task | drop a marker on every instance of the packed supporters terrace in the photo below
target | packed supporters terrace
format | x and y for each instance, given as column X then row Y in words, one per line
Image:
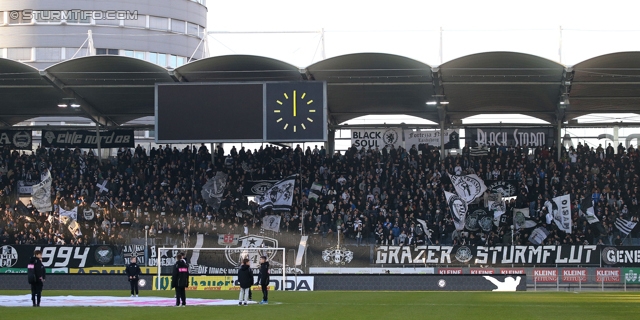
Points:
column 374, row 196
━━━
_THE TASK_
Rewrite the lines above with "terrace" changed to "stand" everywhere it occurs and nothing else altered. Leave the pictures out of your answer.

_SOLUTION FOR THIS PROBLEM_
task | drop a marker on every instance of the packed supporters stand in the photo below
target | packed supporters stand
format | x and y for each instance, given as column X then row Y in words, one per line
Image:
Points:
column 374, row 196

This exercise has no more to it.